The Smell of Molten Projects in the Morning

Ed Nisley's Blog: Shop notes, electronics, firmware, machinery, 3D printing, laser cuttery, and curiosities. Contents: 100% human thinking, 0% AI slop.

Category: Electronics Workbench

Electrical & Electronic gadgets

  • Tour Easy Running Lights: Same, But Different

    Tour Easy Running Lights: Same, But Different

    Having just finished another set of daytime running lights, we once again have a matched pair of Tour Easy recumbents:

    Tour Easy Running Light - two tail lights
    Tour Easy Running Light – two tail lights

    Although both ‘bents have Bafang 750 W motors with 48 V lithium batteries and both motor controllers have “light” outputs, they are different.

    The controller on Mary’s bike (on the right) has a 6.3 V output that goes active when you press the 500C display’s + button for a few seconds. Those running lights simply use the light output for power, with a bit of tweakage to keep their current draw within the 500 mA limit.

    The controller on my bike (on the left) has a 12 V output that goes active when I press-and-hold the headlight button on the DPC-18 display’s pad. Unlike the 500C, however, the DPC-18 dims its display when the lights are on, rendering it completely illegible in sunlight.

    Because the running lights must operate with the headlight output inactive, a buck converter from a randomly named Amazon seller steps the 48 V battery down to 6.3 V. Note that the usual buck converters have a 36 V upper limit, so you want one with an LM2596HV regulator.

    Because the regulator should be turned off when the motor controller is off, it must have a control input to enable / disable it; even if the regulator has the input pin, most boards don’t bring it out to a pad. The PCB I used has a SW input that must be low to enable the regulator, as shown in the middle doodle amid these scratches:

    Tour Easy running light - buck converter SW control doodles
    Tour Easy running light – buck converter SW control doodles

    The SW pad on the PCB drives a voltage divider made from a 3.3 kΩ and a 10 kΩ resistor, with the regulator’s control (pin 5) looking at the junction. Running the numbers suggested a 220 kΩ resistor from the battery + terminal would provide enough current to hold the pin high, while not drawing more than a few hundred microamps, and a transistor could pull it low to turn the regulator on.

·····

**What to work on**
Write the next part of the blog post on the Tour Easy running lights, starting right after its final sentence. The listing is taken from a separate source.

**Dataset extract**
·····

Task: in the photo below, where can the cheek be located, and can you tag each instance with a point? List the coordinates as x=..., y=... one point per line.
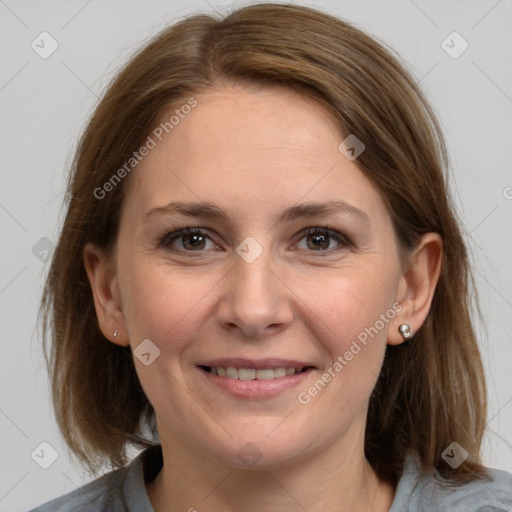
x=352, y=304
x=163, y=304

·····

**Result for this task**
    The DPC-18 display has a USB port to charge your phone on the go, so I hijacked that to get +5 V when the controller is turned on:

    Tour Easy Running Light - Bafang DPC-18 USB plug
    Tour Easy Running Light – Bafang DPC-18 USB plug

    It’s a cut-down USB breakout board with two 24 AWG wires stripped from a ribbon cable soldered in place and coated with epoxy. The silicone port cover sticks out on the left; I eventually jammed it under the display panel in lieu of cutting it off.

    Although I want the running lights on whenever the controller is on, It Would Be Nice™ to have a steady headlight / taillight in the unlikely event I ever ride after dark. With that in mind, the USB power pair joins another pair from the motor controller’s LIGHT connector (via a red 2-pin Juliet plug), so the firmware can tell when the headlights should be on, and the resulting 4-wire ribbon cable wanders off to the battery mounting plate:

    Tour Easy running light - wire routing doodle
    Tour Easy running light – wire routing doodle

    The connectors along the way are 4-pin JST-SM 2.5 mm, which are most certainly not watertight. We’re fortunate in being able to not ride in the rain whenever we want, so the connectors won’t be exposed to water very often.

    The battery mounting plate has an aluminum casting with a small compartment, probably intended for a complete e-bike controller, that just barely holds the hardware required to produce the 6.3 V supply:

    Tour Easy Running Light - Bafang battery base circuitry - detail
    Tour Easy Running Light – Bafang battery base circuitry – detail

    Yes, those exposed battery terminals with soldered-on wires got a silicone tape wrap. No, there are no fuses involved. The two steel brackets holding the main power cable in place came pre-bent and pre-drilled in a random piece of scrap harvested from some dead equipment; they’re screwed into pre-tapped holes intended for the six TO-220 style power transistors of the missing motor driver.

    The perfboard in the upper left holds an optoisolator for the USB power → SW input and a pair of resistors for the LIGHT signal to the headlight and taillight:

    Tour Easy running light - control doodles
    Tour Easy running light – control doodles

    The optoisolators come from an ancient surplus deal; the bag I thought contained unmarked SFH615 parts apparently got mixed with some unmarked SFH6106 parts with the opposite transistor pinout.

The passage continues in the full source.